## Begin Task data

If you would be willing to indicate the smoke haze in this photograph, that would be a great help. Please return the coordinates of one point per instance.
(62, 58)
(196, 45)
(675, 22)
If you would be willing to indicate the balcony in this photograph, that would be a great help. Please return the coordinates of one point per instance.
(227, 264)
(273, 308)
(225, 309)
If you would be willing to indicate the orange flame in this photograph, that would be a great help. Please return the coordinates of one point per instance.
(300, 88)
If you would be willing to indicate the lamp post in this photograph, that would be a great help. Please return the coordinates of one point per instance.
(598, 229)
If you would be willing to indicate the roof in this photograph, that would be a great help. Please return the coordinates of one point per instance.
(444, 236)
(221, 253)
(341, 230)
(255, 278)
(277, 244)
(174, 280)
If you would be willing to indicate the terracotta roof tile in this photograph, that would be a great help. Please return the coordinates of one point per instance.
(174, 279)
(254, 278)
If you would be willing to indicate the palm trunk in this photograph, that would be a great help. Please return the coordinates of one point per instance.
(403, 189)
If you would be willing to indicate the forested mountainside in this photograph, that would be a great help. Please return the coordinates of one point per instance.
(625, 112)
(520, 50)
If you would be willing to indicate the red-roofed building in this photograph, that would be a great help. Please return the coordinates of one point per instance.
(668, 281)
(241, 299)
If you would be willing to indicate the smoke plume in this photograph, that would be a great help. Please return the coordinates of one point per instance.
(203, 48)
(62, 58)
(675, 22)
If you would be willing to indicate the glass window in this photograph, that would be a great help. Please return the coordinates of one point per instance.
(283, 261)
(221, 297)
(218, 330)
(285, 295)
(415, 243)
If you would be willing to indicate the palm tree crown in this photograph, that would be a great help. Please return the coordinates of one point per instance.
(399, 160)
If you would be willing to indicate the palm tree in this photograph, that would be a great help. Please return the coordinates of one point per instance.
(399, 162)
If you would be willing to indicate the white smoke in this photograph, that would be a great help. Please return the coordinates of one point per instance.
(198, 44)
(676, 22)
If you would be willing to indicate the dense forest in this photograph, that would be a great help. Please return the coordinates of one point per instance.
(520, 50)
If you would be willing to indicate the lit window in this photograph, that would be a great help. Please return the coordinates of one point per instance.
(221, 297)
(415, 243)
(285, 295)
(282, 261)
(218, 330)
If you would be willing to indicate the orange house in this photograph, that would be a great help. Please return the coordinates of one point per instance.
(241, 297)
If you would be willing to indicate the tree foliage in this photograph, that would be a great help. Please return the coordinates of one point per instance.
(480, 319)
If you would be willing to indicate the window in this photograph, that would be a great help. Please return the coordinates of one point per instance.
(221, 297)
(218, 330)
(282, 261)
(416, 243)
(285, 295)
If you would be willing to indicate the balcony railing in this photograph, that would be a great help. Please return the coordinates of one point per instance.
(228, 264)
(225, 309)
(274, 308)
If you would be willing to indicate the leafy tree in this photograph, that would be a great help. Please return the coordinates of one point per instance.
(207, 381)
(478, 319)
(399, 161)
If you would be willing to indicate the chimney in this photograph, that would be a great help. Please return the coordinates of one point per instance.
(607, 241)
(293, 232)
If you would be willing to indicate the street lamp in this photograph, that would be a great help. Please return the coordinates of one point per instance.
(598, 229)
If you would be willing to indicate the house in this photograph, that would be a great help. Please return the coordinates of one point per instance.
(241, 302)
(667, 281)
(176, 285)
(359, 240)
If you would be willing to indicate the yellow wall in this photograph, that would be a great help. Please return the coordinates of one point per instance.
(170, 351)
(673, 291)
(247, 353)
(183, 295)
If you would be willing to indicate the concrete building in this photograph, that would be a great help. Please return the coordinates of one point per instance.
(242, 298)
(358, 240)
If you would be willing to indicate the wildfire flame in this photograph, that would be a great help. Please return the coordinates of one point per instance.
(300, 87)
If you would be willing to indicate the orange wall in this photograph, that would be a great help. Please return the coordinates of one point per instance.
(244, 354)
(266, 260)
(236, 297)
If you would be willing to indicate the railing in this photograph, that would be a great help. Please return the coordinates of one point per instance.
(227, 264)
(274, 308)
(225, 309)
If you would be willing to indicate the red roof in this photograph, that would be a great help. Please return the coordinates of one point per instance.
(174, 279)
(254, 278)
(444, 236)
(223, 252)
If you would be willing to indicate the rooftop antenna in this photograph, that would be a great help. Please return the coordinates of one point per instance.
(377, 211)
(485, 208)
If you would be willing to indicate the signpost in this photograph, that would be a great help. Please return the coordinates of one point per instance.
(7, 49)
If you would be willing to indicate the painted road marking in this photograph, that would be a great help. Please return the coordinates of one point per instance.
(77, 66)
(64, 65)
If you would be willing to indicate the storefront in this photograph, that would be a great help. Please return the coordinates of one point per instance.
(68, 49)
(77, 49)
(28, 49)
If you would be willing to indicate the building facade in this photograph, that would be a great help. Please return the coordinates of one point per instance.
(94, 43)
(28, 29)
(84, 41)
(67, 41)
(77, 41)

## End Task data

Stated goal: Reproduce the entries starting at the line containing "If you would be willing to indicate the building" and ending at the last line of the entries, requests included. Multiply every coordinate in the answers by 0.6 and round each to the nearest whole number, rounding halves up.

Expected output:
If you would be willing to indicate the building facade in this photograph, that would be a great help. Please return the coordinates of one point per instance.
(56, 26)
(17, 17)
(50, 25)
(40, 25)
(46, 25)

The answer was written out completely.